Prompt
Please reproduce all of the lines below, word for word and in full.

Data section

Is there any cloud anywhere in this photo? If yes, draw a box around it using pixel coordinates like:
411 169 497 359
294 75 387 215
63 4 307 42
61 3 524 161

Your response
Is there any cloud anywhere in this photo? If yes, draw a box around it using pixel coordinates like:
411 169 497 359
294 75 387 215
63 4 307 42
61 3 524 161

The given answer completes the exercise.